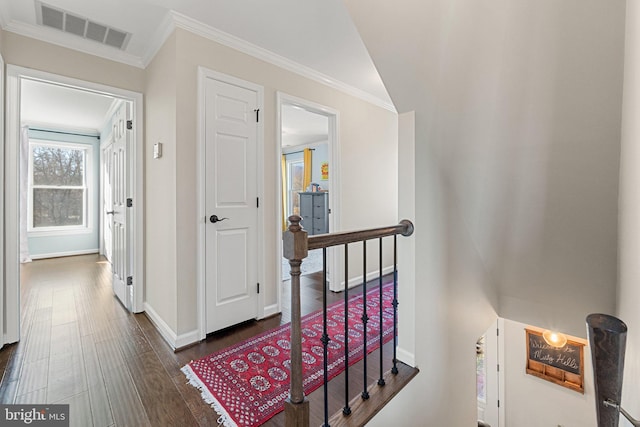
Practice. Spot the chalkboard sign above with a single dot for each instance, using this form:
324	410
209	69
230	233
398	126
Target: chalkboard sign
564	366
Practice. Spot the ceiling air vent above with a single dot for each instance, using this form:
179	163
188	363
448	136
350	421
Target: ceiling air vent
68	22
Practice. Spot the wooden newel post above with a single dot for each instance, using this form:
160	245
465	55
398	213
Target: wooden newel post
296	407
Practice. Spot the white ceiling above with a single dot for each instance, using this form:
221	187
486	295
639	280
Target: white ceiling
301	127
315	36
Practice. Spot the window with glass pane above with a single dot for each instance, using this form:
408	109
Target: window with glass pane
58	185
296	178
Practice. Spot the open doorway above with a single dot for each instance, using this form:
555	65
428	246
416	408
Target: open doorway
53	203
308	174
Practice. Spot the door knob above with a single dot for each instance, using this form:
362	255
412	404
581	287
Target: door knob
214	219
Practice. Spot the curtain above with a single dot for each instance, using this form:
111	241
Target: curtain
24	196
285	203
307	169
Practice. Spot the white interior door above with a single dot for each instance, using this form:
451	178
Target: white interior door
231	250
107	199
121	263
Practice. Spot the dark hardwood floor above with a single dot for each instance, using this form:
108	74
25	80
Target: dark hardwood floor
80	346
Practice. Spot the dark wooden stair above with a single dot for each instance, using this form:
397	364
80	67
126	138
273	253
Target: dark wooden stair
362	411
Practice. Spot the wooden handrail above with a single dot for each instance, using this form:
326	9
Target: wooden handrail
295	248
405	228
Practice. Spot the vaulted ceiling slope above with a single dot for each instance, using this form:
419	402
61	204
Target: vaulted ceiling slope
315	38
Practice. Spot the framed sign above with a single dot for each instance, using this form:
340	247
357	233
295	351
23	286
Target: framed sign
563	366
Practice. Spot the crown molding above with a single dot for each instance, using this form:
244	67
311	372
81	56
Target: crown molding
175	20
53	127
61	39
226	39
165	29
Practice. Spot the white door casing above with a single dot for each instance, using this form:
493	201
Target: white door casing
121	241
231	253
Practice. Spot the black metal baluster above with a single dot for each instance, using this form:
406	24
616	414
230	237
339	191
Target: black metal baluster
394	370
365	318
346	410
325	337
380	303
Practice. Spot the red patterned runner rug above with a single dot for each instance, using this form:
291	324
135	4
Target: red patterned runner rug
248	383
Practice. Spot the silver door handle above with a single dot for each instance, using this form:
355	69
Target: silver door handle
214	219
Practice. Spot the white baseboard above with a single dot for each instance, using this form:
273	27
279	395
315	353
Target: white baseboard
165	331
270	310
67	253
187	339
355	281
406	357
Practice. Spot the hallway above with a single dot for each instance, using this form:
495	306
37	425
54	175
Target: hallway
80	346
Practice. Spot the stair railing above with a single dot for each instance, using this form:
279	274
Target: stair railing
296	246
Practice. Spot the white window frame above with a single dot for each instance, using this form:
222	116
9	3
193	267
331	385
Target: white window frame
88	187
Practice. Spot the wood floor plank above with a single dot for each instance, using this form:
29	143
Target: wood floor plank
35	397
34	376
109	355
79	409
79	345
8	391
101	414
126	405
98	398
162	401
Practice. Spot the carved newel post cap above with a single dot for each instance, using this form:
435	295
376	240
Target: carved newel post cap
295	245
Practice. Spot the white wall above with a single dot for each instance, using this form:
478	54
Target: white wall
517	127
533	402
162	288
39	55
629	288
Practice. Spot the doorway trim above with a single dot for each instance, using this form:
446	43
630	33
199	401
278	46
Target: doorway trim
201	283
333	256
14	76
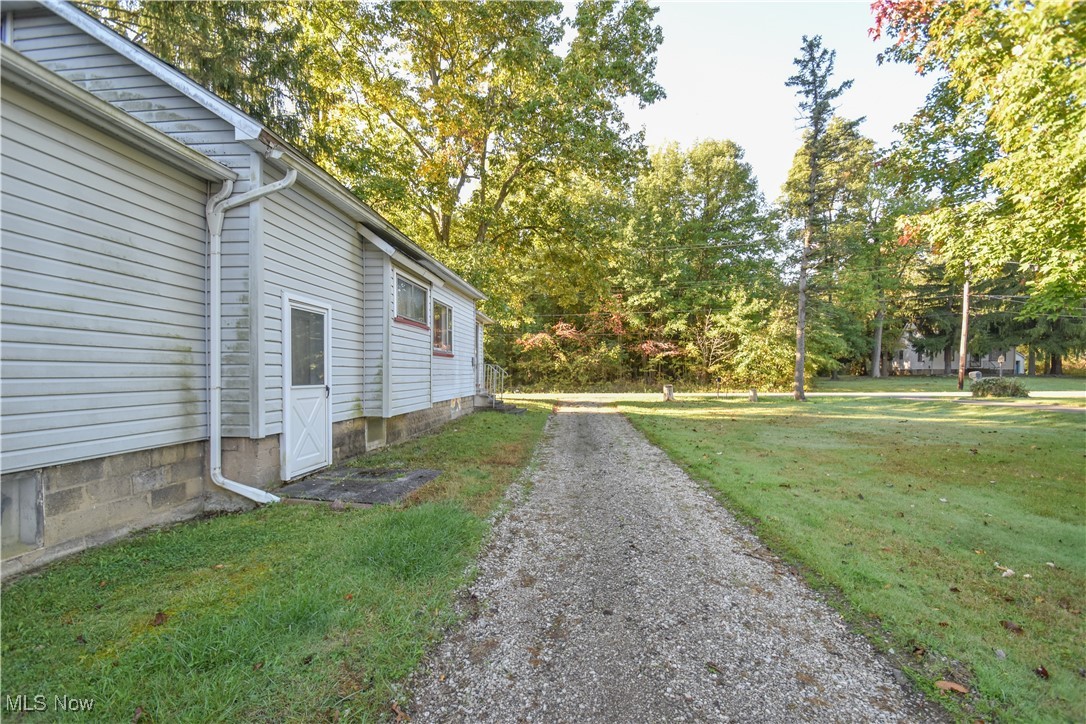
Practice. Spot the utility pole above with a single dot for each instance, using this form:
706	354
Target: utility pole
962	355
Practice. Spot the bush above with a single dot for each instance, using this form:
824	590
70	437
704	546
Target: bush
998	386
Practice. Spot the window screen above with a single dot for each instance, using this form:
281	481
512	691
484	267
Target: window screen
442	328
411	301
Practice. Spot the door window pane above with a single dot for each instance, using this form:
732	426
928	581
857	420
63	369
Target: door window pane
306	347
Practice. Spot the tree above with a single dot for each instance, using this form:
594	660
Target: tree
817	96
698	229
462	111
254	54
492	132
1014	75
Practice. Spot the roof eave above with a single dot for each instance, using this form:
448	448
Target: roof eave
45	85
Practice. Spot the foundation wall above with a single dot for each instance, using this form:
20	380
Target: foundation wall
413	424
64	509
91	502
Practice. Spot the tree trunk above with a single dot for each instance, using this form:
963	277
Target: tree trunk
876	354
1056	366
962	354
802	320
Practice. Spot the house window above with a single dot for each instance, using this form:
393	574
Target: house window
442	329
411	301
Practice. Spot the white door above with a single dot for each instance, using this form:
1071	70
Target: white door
306	388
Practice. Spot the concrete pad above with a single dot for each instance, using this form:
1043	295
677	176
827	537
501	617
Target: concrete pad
360	486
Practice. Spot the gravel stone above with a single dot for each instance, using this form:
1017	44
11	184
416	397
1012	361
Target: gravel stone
616	589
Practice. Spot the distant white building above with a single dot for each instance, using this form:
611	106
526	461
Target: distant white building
908	360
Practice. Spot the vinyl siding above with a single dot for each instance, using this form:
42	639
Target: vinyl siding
377	309
411	358
453	377
102	289
68	52
315	252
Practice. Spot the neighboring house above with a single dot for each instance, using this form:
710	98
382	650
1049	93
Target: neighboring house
187	299
908	360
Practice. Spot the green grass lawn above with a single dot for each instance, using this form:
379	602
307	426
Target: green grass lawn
906	508
937	383
290	612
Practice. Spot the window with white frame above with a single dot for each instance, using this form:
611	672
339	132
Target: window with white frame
411	301
442	328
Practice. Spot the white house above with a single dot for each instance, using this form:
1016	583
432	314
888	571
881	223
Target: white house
192	309
908	360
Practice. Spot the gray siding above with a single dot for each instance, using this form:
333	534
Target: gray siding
315	252
102	289
453	377
377	309
98	68
409	368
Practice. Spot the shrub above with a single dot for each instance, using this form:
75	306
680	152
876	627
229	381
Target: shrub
998	386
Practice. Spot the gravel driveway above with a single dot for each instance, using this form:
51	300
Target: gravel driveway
616	589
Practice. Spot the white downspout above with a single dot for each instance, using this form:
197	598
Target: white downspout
217	206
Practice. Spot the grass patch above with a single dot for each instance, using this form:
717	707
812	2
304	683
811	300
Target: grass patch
939	383
905	507
282	613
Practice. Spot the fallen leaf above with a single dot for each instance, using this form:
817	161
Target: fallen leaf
950	686
1013	627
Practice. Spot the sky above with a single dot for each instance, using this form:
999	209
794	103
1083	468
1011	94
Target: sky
724	64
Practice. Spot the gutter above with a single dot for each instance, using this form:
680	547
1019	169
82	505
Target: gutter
217	206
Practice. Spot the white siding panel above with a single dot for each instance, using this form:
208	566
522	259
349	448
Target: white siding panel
98	68
409	369
102	293
377	309
454	377
314	252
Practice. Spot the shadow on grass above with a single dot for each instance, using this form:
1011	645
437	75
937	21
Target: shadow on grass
914	511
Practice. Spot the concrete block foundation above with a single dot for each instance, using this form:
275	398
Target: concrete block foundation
55	511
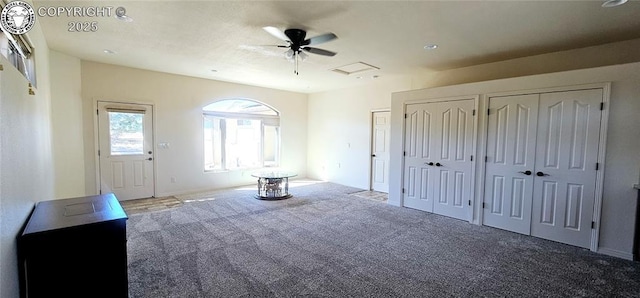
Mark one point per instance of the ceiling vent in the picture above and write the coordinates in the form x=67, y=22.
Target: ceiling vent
x=353, y=68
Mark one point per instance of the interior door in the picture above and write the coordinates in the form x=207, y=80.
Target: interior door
x=438, y=149
x=567, y=152
x=126, y=150
x=380, y=151
x=419, y=136
x=511, y=144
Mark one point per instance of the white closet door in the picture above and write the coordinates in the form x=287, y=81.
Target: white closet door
x=438, y=145
x=511, y=144
x=453, y=146
x=567, y=151
x=419, y=152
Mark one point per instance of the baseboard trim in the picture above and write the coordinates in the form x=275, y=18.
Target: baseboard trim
x=615, y=253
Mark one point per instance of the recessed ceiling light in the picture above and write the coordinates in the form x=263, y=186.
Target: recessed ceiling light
x=431, y=47
x=121, y=14
x=612, y=3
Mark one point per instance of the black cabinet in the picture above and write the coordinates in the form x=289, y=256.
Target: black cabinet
x=74, y=248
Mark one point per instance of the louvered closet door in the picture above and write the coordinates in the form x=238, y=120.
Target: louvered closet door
x=566, y=156
x=438, y=144
x=511, y=144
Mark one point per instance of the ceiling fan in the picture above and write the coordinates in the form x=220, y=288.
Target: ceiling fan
x=297, y=44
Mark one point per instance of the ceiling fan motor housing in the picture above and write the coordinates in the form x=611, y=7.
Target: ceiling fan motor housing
x=296, y=36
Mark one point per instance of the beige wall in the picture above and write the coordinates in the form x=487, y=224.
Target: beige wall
x=340, y=127
x=66, y=120
x=341, y=115
x=26, y=174
x=622, y=160
x=178, y=102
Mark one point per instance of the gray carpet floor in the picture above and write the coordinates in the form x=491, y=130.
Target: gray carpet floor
x=324, y=242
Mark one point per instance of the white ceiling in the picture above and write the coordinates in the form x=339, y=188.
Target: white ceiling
x=195, y=37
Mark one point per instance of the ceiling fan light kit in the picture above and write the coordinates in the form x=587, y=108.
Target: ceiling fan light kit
x=297, y=44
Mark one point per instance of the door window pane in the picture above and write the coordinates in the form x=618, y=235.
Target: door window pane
x=126, y=133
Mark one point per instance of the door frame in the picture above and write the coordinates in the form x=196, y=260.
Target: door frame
x=371, y=114
x=96, y=140
x=474, y=145
x=604, y=120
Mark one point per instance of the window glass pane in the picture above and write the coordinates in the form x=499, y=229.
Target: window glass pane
x=126, y=133
x=212, y=144
x=242, y=144
x=271, y=145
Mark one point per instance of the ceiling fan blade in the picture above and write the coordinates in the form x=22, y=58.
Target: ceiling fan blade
x=319, y=39
x=319, y=51
x=276, y=33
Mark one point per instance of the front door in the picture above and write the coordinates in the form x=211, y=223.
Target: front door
x=438, y=149
x=125, y=136
x=380, y=151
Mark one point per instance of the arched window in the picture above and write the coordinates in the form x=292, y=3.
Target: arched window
x=240, y=134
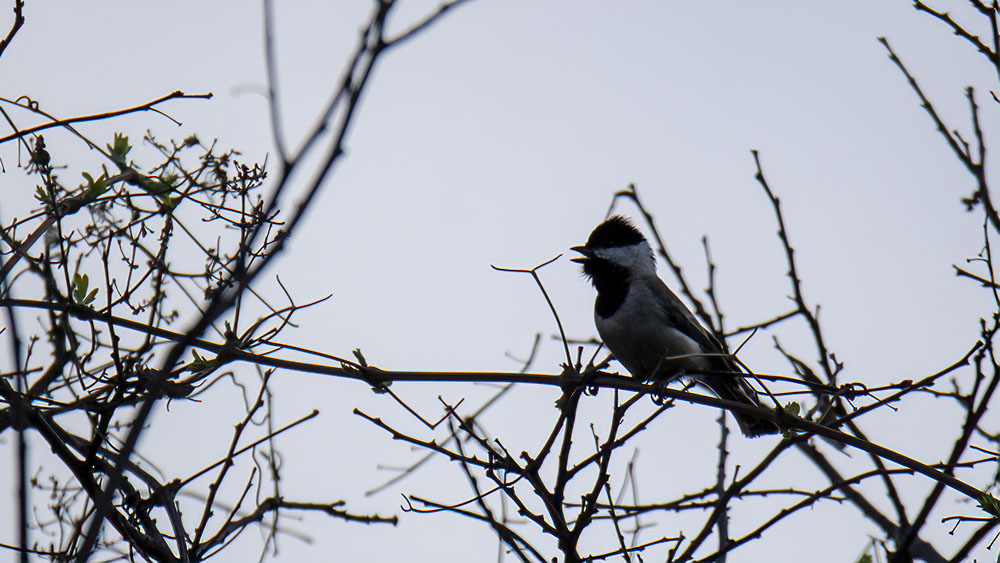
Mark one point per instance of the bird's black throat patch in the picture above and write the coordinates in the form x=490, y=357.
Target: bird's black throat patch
x=611, y=282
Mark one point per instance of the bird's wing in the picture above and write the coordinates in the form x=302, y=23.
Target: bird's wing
x=681, y=318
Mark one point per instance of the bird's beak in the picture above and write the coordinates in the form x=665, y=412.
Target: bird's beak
x=587, y=253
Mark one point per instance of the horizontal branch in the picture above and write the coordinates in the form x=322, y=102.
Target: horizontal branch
x=378, y=377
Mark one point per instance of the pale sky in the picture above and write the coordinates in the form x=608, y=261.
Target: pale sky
x=498, y=137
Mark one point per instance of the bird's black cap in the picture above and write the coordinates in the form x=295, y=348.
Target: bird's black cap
x=616, y=231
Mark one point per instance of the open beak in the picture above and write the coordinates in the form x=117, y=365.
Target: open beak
x=587, y=253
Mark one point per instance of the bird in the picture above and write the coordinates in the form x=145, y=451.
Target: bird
x=648, y=329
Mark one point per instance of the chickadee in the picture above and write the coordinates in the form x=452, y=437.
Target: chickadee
x=648, y=329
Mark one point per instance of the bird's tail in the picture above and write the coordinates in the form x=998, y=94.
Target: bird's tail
x=736, y=389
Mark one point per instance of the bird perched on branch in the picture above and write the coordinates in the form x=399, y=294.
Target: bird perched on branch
x=648, y=329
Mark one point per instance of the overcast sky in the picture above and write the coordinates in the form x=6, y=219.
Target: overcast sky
x=498, y=137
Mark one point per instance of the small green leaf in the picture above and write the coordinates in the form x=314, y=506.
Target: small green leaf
x=81, y=283
x=201, y=364
x=95, y=188
x=119, y=149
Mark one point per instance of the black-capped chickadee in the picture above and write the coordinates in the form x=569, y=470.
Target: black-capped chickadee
x=648, y=329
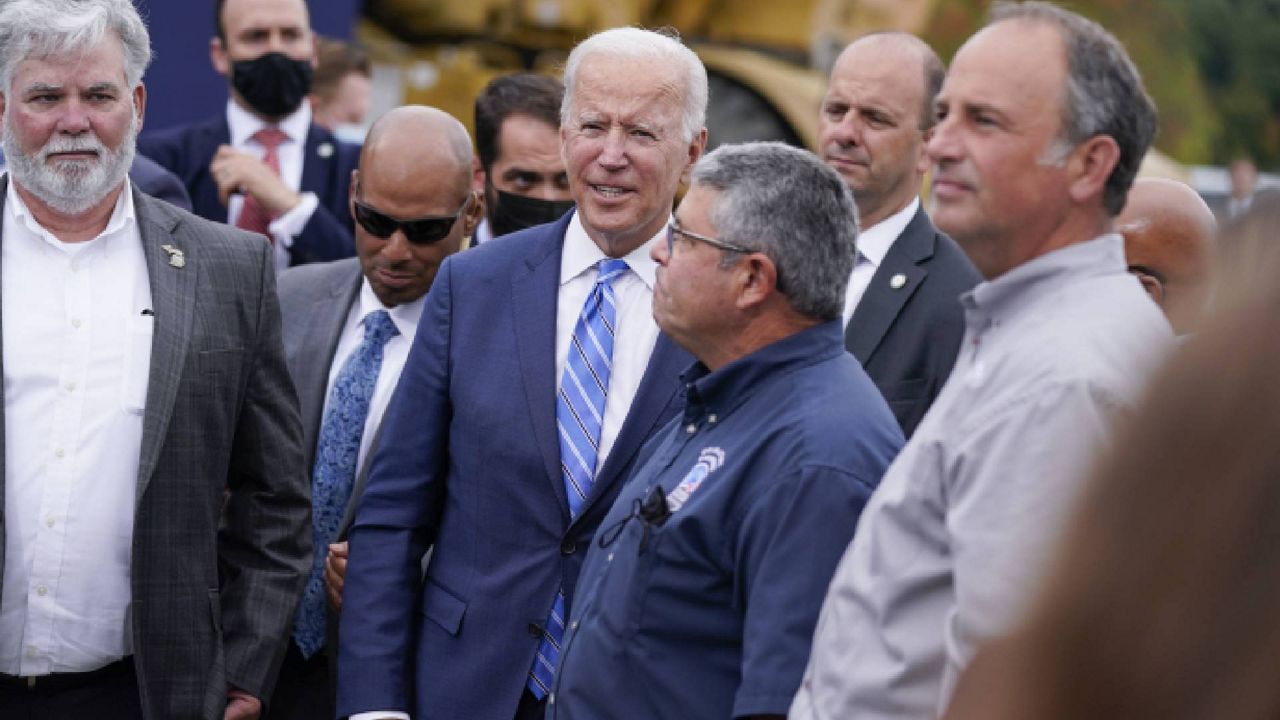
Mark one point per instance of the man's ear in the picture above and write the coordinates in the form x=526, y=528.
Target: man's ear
x=759, y=279
x=1089, y=165
x=140, y=104
x=352, y=187
x=219, y=58
x=695, y=150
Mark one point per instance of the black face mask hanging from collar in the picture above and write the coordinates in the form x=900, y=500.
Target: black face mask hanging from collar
x=274, y=85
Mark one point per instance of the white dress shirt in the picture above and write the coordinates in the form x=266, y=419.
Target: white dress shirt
x=634, y=337
x=242, y=126
x=952, y=543
x=77, y=358
x=394, y=352
x=635, y=333
x=873, y=245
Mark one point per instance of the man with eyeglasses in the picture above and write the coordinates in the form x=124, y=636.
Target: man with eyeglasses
x=535, y=378
x=700, y=597
x=348, y=327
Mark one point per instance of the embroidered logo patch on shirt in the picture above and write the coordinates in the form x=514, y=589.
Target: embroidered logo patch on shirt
x=708, y=461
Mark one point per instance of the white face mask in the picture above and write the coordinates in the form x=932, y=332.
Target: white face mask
x=350, y=132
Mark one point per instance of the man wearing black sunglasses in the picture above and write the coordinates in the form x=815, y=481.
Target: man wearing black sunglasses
x=355, y=318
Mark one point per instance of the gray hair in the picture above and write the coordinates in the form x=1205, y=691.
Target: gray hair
x=46, y=28
x=645, y=44
x=1104, y=92
x=795, y=209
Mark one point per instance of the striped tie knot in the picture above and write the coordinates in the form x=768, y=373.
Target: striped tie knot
x=611, y=269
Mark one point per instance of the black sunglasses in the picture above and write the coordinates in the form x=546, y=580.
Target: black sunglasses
x=421, y=231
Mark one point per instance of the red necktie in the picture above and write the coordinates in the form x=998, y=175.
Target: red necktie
x=254, y=217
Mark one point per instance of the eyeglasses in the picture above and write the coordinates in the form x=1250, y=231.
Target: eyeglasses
x=673, y=229
x=421, y=231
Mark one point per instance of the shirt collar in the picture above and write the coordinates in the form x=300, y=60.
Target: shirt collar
x=122, y=217
x=874, y=241
x=405, y=317
x=723, y=390
x=243, y=124
x=1008, y=294
x=581, y=254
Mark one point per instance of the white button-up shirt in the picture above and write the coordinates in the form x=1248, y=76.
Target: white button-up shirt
x=394, y=352
x=242, y=126
x=77, y=358
x=635, y=335
x=873, y=245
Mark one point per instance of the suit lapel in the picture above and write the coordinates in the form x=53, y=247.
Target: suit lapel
x=882, y=302
x=173, y=299
x=327, y=320
x=658, y=390
x=534, y=297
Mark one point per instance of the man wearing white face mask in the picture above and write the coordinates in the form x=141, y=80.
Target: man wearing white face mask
x=339, y=91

—————

> What you are asked to do: Output the data above exactly, beginning at its first line and ending with the line that holds "Practice. Spot the wooden newel". Leave out the pictures and add nothing.

> Exercise result:
Practice. Spot the chalkboard sign above with a single dot for each instance, using this form:
324	410
209	69
230	233
398	126
Target: chalkboard sign
564	366
Practice. Spot the ceiling air vent above with a single dot for each instance, using this form:
179	163
188	363
448	136
350	421
Target: ceiling air vent
68	22
Practice. Spot the wooden newel post above with a single dot for each instance, using this form:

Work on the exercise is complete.